Written task 1 -
Extract the passage of the abstract on combining corpora that starts at "Cécile Fabre and" and ends at "a complementary manner.", keeping every word unchanged.
Written task 2 -
According to the abstract on combining corpora, what kind of lexicon does the work set out to build?

Document excerpt -
+--

Using Corpora in Language Research

Large and noisy vs. small and reliable

combining 2 types of corpora for adjective valence extraction

Cécile Fabre and Anna Kupsc

CLLE-ERSS

University of Toulouse and University of Bordeaux

and

Abstract

This work investigates a possibility of combining two different types of corpora to build a valence lexicon for French adjectives. We complete adjectival frames extracted from a Treebank with statistical cues computed from a large automatically parsed corpus. This experiment shows how linguistic knowledge and large amount of annotated data can be used in a complementary manner.

+--

Data extract -
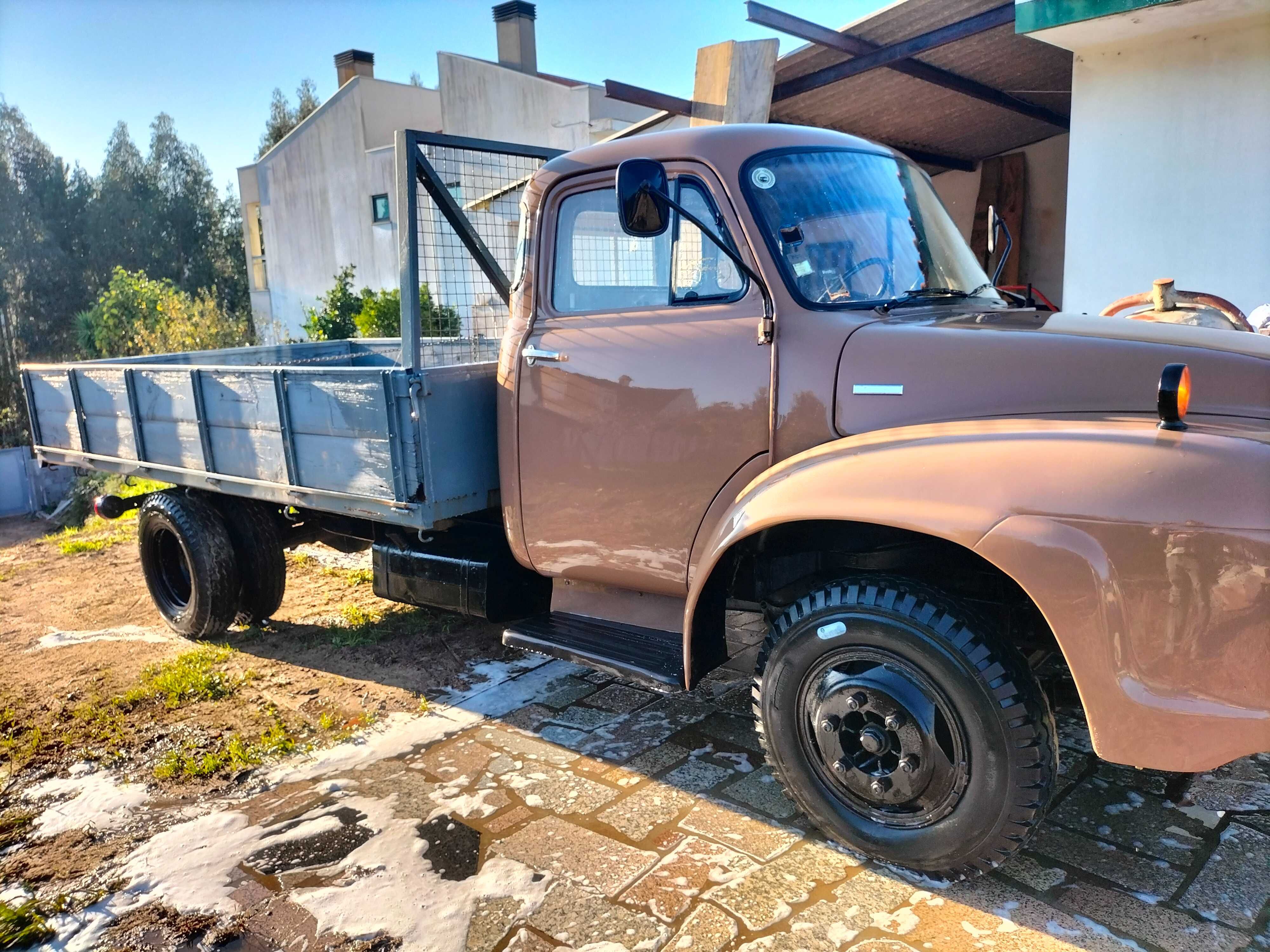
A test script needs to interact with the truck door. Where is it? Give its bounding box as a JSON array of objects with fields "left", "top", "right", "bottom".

+--

Full output 1 -
Cécile Fabre and Anna Kupsc

CLLE-ERSS

University of Toulouse and University of Bordeaux

and

Abstract

This work investigates a possibility of combining two different types of corpora to build a valence lexicon for French adjectives. We complete adjectival frames extracted from a Treebank with statistical cues computed from a large automatically parsed corpus. This experiment shows how linguistic knowledge and large amount of annotated data can be used in a complementary manner.

Full output 2 -
A valence lexicon for French adjectives.